(EXCERPTED PASSAGE begins)

The Archaeological Museum of Magliano Sabina is housed in Palazzo Gori. It is distributed over three floors, two of which can be visited by users, and one is reserved for the warehouse and restoration laboratory. The artifacts are displayed according to provenance and presented in chronological succession, which makes it possible to trace the fundamental lines of civilization in the Tiber Valley.

== History ==
The Civic Archaeological Museum of Magliano Sabina, previously housed on the top floor of the Municipal Palace, was established in the last decade of the last century, exactly in 1989, with regional funding from the Museums Office of the Lazio Region and the contribution of the Municipality and is currently housed at Palazzo Gori in the town’s historic center. Its establishment was possible thanks to a collection carried out over decades following all kinds of interventions carried out on the territory, both agricultural and service, by some local enthusiasts who gathered in a research group.

(EXCERPTED PASSAGE ends)

• [PROMPT 1]:
According to the museum passage, in what year was the Civic Archaeological Museum of Magliano Sabina established?
• [PROMPT 2]:
Carry on the museum passage, starting after its final sentence.
The records bear no relation to the museum passage.

(DATA SUPPLIED begins)

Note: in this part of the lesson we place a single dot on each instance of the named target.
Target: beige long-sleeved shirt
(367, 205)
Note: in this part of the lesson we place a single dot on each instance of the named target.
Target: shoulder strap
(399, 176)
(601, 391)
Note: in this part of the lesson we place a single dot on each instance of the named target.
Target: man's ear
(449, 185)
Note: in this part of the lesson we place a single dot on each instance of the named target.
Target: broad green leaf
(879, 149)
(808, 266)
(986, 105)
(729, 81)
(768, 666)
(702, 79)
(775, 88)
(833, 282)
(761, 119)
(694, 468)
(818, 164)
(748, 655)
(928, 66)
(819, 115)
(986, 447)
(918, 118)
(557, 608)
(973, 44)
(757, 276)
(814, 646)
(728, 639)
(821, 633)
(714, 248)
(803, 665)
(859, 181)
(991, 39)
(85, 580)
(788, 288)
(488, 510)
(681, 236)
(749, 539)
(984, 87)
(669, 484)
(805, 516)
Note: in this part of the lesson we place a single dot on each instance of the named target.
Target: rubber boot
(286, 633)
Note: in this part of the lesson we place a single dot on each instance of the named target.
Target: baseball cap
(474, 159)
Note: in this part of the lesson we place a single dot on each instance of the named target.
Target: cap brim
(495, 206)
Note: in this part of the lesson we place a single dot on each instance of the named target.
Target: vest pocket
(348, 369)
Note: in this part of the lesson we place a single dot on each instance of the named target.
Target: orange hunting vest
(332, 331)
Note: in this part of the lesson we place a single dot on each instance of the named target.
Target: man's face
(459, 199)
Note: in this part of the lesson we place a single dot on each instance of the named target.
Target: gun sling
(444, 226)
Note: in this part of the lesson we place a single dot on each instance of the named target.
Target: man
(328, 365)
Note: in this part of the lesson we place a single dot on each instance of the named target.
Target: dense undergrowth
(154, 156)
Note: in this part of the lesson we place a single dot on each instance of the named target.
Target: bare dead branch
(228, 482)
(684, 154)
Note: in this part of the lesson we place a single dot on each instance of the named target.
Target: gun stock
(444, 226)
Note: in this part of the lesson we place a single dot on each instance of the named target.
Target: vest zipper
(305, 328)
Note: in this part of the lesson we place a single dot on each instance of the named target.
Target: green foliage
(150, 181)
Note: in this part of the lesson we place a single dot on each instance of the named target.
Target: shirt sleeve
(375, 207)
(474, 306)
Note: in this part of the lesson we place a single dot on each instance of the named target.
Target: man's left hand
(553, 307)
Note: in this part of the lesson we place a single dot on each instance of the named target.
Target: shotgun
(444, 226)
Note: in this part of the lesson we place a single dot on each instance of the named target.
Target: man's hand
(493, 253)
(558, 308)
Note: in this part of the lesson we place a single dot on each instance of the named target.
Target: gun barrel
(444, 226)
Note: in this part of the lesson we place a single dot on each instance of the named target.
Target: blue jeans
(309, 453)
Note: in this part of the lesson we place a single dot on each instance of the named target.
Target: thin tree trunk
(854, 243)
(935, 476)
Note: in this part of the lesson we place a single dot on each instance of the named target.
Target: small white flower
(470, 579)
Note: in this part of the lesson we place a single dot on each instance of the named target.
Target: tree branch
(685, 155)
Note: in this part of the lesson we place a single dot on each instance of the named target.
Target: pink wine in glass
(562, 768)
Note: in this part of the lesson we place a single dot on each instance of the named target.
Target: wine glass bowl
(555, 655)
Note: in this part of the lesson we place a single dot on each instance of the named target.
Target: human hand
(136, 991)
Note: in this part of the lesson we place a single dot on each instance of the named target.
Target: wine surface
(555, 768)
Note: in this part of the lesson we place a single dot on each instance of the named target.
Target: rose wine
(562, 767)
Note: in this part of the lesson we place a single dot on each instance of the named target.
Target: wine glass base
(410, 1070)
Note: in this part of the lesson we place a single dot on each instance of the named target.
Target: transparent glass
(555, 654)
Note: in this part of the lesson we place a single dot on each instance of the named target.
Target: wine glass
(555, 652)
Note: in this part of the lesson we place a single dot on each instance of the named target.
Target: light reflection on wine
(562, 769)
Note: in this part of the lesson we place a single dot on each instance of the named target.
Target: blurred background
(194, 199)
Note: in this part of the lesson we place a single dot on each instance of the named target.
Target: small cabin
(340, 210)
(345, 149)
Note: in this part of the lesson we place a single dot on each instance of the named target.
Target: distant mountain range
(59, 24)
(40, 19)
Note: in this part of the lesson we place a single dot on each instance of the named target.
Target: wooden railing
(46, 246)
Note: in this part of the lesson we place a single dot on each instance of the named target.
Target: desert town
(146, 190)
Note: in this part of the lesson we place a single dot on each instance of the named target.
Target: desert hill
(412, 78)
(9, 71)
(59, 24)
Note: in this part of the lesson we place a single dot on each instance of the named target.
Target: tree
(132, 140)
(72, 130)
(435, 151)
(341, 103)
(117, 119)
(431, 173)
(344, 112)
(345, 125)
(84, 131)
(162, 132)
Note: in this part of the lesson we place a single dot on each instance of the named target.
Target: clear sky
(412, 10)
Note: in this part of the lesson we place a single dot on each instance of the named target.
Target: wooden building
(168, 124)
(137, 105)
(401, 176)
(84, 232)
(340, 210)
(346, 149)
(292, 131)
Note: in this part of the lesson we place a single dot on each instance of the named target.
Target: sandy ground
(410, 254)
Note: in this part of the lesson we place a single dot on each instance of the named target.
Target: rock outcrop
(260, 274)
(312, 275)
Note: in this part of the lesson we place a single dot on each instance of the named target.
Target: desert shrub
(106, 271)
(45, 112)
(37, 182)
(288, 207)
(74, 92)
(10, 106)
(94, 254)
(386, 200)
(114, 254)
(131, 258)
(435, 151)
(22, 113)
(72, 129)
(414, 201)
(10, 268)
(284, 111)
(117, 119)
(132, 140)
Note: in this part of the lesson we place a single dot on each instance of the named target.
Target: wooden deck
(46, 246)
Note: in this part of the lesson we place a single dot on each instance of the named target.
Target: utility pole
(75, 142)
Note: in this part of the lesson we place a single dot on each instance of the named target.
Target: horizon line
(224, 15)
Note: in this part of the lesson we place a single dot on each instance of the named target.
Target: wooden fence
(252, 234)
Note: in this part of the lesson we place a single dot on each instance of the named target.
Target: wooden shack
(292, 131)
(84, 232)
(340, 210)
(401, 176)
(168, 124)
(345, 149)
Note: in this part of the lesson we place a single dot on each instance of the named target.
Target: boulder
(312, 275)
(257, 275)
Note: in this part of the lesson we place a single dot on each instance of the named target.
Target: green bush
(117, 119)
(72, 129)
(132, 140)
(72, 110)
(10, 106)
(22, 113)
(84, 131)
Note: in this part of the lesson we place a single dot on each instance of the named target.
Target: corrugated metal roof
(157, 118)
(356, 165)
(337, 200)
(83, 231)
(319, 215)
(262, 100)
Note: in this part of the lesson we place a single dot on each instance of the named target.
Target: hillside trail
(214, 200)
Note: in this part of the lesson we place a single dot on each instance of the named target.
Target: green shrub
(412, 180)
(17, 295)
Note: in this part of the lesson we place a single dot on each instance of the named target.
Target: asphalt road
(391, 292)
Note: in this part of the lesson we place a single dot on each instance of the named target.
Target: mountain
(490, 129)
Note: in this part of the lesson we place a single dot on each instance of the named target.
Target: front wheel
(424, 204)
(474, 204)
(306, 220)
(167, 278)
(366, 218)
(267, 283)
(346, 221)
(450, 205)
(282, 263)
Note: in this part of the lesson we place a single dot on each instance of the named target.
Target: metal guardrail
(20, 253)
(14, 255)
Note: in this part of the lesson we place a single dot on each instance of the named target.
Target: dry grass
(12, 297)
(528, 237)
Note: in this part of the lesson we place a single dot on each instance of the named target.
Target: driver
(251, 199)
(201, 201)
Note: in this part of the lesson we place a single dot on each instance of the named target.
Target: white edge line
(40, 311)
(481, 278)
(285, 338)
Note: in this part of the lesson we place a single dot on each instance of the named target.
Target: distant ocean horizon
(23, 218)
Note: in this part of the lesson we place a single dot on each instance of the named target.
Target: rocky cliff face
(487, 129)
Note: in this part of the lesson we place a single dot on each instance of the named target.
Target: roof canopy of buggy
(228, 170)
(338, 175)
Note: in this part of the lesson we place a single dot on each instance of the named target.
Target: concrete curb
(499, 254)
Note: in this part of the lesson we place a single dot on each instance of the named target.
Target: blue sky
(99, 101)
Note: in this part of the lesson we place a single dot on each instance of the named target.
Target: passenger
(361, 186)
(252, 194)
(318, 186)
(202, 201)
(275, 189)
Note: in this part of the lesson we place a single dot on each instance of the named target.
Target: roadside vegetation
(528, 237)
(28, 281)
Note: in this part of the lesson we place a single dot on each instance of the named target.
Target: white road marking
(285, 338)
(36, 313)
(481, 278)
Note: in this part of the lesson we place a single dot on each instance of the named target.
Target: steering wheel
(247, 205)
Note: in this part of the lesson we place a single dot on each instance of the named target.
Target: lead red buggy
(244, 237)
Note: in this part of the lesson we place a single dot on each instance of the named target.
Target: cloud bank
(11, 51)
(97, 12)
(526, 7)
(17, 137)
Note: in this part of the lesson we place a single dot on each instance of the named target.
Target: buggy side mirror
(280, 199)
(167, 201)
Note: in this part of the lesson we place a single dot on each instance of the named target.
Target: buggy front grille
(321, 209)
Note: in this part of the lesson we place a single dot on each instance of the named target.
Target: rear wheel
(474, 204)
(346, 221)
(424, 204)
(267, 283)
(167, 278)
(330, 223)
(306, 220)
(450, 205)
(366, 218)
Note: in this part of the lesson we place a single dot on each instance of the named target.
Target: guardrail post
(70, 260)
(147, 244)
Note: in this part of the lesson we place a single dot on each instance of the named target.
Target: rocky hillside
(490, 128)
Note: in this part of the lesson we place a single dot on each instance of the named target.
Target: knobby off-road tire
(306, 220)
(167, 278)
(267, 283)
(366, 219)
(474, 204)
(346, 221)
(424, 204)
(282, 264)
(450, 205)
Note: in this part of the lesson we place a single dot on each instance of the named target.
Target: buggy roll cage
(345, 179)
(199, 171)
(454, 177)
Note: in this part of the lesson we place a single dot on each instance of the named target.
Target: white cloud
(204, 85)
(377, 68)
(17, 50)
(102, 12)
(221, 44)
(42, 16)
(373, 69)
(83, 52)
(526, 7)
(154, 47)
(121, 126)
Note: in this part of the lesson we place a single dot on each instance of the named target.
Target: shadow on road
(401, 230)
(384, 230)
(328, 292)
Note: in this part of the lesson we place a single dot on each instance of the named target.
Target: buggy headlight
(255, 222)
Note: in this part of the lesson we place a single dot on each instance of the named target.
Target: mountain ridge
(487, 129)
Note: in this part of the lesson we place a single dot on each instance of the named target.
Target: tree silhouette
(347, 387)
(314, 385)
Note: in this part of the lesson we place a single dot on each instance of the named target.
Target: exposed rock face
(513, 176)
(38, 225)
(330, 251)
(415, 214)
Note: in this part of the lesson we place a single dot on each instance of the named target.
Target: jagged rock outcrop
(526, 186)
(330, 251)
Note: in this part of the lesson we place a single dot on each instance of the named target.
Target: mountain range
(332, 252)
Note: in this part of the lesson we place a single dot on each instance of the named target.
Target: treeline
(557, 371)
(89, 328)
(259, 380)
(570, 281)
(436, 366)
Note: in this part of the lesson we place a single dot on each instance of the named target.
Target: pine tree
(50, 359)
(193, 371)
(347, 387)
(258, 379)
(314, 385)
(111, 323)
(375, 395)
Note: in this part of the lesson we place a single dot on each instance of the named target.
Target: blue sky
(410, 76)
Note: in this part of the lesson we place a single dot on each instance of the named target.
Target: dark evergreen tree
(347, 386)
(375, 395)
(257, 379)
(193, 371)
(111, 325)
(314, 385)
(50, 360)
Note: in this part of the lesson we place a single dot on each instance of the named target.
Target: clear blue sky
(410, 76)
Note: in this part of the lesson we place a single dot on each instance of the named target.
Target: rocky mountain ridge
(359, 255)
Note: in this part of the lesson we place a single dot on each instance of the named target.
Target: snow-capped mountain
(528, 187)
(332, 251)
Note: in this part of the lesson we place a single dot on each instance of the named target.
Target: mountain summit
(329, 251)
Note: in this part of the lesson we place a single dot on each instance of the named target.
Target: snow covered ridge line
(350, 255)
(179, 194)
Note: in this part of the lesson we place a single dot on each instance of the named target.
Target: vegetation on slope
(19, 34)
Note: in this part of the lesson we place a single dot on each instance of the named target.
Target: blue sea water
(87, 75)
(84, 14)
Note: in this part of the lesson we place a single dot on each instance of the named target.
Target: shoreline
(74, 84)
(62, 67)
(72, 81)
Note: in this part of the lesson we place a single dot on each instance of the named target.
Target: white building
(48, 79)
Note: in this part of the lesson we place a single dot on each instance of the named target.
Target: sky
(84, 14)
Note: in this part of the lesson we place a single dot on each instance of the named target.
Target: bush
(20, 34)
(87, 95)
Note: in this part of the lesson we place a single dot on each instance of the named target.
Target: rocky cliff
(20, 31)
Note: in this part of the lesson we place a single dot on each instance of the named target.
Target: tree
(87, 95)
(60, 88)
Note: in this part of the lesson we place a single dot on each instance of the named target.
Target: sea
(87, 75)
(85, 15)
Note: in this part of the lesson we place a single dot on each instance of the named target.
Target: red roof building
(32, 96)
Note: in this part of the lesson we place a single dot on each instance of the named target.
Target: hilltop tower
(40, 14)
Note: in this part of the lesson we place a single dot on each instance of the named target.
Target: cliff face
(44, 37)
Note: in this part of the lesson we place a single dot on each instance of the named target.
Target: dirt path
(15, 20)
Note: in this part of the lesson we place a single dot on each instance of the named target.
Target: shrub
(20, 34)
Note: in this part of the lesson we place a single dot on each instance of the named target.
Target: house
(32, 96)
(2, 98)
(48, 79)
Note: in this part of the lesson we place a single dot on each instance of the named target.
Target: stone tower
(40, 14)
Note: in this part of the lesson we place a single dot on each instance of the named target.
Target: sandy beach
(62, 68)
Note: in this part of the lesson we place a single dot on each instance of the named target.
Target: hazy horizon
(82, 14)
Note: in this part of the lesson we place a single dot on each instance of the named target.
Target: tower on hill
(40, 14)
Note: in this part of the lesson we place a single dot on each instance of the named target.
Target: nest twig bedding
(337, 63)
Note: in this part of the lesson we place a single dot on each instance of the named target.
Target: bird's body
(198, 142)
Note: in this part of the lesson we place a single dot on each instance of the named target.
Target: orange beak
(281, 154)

(DATA SUPPLIED ends)

• [RESULT 1]:
1989

• [RESULT 2]:
Through the constant study and review of a large number of fragments, there are 1683 items inventoried and cataloged in the I.C.C.D (Istituto Centrale per il Catalogo e la Documentazione) format and 800 exhibits from surface collections conducted within a geographical area that reaches from the River Nera to the River Farfa.

The museum’s collection consists of fragments that have been carefully reviewed and analyzed, alongside new topographical surveys of the region. This research has contributed to the scientific identification of the cultural origins and development of the Tiber Valley’s inhabitants, spanning from the Iron Age to Archaic periods. A notable outcome of this work was the identification and study of an Archaic settlement that once stretched across the hills where the town of Magliano now stands.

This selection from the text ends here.